## Passage shown
---------------

Problem involving a sequential Stern-Gerlach experiment

[AndersF]

TL;DR Summary

Determining the spin state of an electron beam after going through two sequential Stern-Gerlach devices

An electron beam with the spin state $|\psi\rangle = \frac{1}{\sqrt{3}}|+\rangle+\sqrt{\frac{2}{3}}|-\rangle$, where $\{|+\rangle,|-\rangle\}$ is the eigenstates of $\hat S_z$, passes through a Stern-Gerlach device with the magnetic field oriented in the $Z$ axis. Afterwards, it goes through another Stern-Gerlach device, this time with the magnetic field oriented in the $X$ axis.

My book states that the number of emerging electrons after the second S_G with spin-states $S_{x+}$ and $S_{x-}$ will be the same. I have done the math and, indeed, I have found this to be true, but I don't get this: won't the coefficients of $|+\rangle$ and $|-\rangle$ in $|\psi\rangle$ affect at all the result?

 

[PeroK]

Summary:: Determining the spin state of an electron beam after going through two sequential Stern-Gerlach devices

An electron beam with the spin state $|\psi\rangle = \frac{1}{\sqrt{3}}|+\rangle+\sqrt{\frac{2}{3}}|-\rangle$, where $\{|+\rangle,|-\rangle\}$ is the eigenstates of $\hat S_z$, passes through a Stern-Gerlach device with the magnetic field oriented in the $Z$ axis. Afterwards, it goes through another Stern-Gerlach device, this time with the magnetic field oriented in the $X$ axis.

My book states that the number of emerging electrons after the second S_G with spin-states $S_{x+}$ and $S_{x-}$ will be the same. I have done the math and, indeed, I have found this to be true, but I don't get this: won't the coefficients of $|+\rangle$ and $|-\rangle$ in $|\psi\rangle$ affect at all the result?

I presume only one of the z-beams is passed through the x-magnet? In which case, both $|+ \rangle$ and $|-\rangle$ are equal superpositions of $S_{x+}$ and $S_{x-}$.

---------------

## Information

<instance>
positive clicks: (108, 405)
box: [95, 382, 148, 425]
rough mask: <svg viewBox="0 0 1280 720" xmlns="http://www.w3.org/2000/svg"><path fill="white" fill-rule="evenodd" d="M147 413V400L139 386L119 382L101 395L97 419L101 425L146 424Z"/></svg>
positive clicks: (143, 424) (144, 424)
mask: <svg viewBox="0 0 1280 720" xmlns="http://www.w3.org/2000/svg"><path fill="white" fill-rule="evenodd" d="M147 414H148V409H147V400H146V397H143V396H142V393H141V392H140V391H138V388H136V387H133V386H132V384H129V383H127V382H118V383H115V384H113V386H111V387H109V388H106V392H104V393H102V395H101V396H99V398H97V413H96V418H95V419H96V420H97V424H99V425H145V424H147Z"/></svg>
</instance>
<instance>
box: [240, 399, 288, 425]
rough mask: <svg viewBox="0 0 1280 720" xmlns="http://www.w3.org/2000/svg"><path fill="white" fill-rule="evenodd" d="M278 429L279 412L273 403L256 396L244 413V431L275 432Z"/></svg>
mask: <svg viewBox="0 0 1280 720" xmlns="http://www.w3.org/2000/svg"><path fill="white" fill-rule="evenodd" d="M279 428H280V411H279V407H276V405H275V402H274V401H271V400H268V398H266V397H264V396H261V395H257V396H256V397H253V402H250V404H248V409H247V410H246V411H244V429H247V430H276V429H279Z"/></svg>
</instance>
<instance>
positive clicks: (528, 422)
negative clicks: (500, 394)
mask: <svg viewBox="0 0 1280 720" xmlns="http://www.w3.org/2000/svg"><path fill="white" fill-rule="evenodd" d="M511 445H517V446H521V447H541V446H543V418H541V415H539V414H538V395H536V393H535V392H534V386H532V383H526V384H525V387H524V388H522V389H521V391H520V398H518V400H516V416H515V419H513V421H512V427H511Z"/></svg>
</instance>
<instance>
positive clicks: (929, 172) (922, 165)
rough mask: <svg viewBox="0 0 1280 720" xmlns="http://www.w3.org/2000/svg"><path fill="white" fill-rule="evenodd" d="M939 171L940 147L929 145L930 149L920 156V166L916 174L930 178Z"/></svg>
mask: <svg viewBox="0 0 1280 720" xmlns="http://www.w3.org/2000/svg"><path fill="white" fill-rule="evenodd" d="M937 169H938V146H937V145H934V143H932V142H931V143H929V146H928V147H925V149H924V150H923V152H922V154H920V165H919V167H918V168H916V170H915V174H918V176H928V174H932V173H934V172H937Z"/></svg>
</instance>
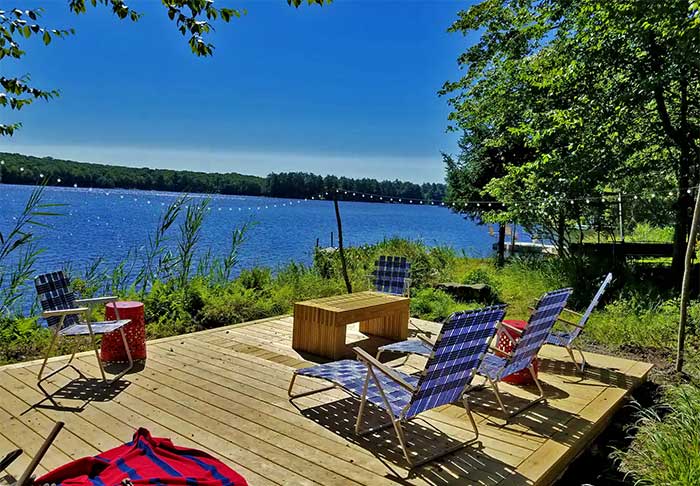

---------------

## Your tasks
1) Name every spin state that the Stern-Gerlach thread writes out, including the eigenstate labels.
2) In the opening post of the Stern-Gerlach thread, condense the paragraph beginning "An electron beam with the spin state" into a short bulleted list.
Answer using only the Stern-Gerlach thread.

## Answers to each task
1)
- |ψ⟩
- |+⟩
- |−⟩
- S_x+
- S_x−

2)
- Initial beam state: |ψ⟩ = (1/√3)|+⟩ + √(2/3)|−⟩, where |+⟩ and |−⟩ are the eigenstates of Ŝ_z.
- First Stern-Gerlach device: magnetic field along the Z axis.
- Second Stern-Gerlach device: magnetic field along the X axis.